-- Data supplied start --

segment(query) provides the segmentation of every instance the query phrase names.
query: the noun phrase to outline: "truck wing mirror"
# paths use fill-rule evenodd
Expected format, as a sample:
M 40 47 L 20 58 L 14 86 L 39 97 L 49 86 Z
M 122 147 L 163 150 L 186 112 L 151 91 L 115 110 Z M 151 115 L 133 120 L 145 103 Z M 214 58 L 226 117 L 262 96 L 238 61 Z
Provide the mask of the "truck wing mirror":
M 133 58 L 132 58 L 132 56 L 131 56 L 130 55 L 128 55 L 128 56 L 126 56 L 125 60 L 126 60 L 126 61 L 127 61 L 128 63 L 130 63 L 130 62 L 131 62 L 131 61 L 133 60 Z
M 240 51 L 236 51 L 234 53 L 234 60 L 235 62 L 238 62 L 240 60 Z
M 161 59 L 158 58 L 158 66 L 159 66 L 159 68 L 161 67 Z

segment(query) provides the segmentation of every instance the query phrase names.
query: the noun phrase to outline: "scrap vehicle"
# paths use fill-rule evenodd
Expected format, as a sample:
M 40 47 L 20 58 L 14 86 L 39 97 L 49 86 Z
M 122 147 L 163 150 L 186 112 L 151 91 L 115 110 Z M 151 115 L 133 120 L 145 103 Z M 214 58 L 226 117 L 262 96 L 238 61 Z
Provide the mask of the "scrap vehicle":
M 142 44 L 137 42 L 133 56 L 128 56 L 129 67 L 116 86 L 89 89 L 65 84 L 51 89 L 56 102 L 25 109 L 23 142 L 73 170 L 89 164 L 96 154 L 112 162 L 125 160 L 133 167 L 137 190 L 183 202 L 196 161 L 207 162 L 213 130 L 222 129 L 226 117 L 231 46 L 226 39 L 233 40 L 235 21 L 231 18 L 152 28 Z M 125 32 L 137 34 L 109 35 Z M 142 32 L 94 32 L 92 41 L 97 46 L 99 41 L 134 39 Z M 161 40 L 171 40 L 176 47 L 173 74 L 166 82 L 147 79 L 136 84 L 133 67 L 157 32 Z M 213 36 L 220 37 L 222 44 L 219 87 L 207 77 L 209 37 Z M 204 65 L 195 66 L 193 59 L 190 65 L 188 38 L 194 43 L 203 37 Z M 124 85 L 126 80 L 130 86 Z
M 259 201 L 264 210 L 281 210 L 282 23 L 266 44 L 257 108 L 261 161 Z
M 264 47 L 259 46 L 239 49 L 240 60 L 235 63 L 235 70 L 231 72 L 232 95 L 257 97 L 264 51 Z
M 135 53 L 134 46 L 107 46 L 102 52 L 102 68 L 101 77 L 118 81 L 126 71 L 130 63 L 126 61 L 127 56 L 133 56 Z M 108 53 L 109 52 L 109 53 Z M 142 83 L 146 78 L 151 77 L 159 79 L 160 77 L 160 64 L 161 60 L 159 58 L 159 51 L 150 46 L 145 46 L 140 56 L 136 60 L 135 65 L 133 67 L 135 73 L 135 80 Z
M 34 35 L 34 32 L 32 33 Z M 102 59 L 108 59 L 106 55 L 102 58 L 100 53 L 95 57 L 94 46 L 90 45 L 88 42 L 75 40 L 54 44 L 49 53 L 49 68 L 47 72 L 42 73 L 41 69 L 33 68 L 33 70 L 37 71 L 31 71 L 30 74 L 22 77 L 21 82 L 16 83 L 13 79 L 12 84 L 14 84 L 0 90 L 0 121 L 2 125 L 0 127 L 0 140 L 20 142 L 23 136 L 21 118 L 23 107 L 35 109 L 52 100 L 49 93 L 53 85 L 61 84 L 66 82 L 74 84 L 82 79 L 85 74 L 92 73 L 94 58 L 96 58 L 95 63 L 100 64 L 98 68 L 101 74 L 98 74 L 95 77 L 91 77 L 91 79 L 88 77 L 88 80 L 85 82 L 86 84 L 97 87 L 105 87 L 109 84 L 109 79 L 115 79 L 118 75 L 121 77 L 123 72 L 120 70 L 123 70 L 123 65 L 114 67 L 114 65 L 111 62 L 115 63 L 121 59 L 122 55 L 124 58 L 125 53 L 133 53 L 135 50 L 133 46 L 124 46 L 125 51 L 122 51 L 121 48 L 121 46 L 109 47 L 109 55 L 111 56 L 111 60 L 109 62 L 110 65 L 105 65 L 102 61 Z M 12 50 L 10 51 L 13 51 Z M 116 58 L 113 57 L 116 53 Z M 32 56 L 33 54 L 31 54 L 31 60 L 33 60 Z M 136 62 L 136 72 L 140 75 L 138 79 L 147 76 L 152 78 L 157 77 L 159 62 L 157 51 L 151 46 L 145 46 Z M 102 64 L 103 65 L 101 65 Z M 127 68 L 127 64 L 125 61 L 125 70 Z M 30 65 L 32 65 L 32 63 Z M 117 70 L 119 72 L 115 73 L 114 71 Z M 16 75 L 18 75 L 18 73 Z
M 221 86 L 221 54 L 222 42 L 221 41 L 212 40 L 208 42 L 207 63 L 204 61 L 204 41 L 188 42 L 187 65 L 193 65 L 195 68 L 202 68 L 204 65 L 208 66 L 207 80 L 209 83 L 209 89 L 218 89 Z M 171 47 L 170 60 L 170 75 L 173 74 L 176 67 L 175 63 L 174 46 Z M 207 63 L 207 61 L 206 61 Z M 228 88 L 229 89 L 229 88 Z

-- Data supplied end --

_What this task involves_: Rewrite the lines from the first one through the line containing "M 161 59 L 158", both included and requests kept, multiplying every coordinate in the answer outlines by 0.85 and rounding each result to a whole number, with halves rounded up. Leave the numbers in the requests and their format samples unchanged.

_Exercise answer_:
segment(query) provides the segmentation of every instance the query phrase names.
query: the noun phrase to outline: "truck wing mirror"
# paths use fill-rule evenodd
Expected format, as a sample:
M 40 47 L 20 58 L 14 86 L 39 97 L 49 86 Z
M 122 147 L 163 150 L 186 112 L 151 91 L 115 110 Z M 151 115 L 133 120 L 145 103 Z M 214 58 L 226 117 L 262 96 L 238 61 Z
Provide the mask of the "truck wing mirror":
M 113 49 L 112 49 L 112 48 L 111 48 L 111 47 L 109 47 L 109 48 L 107 48 L 106 51 L 107 51 L 107 52 L 108 52 L 109 54 L 111 54 L 111 53 L 111 53 L 111 52 L 113 51 Z
M 204 43 L 201 43 L 199 45 L 199 51 L 200 53 L 202 53 L 204 51 Z
M 137 50 L 134 49 L 134 56 L 135 56 L 135 58 L 137 57 Z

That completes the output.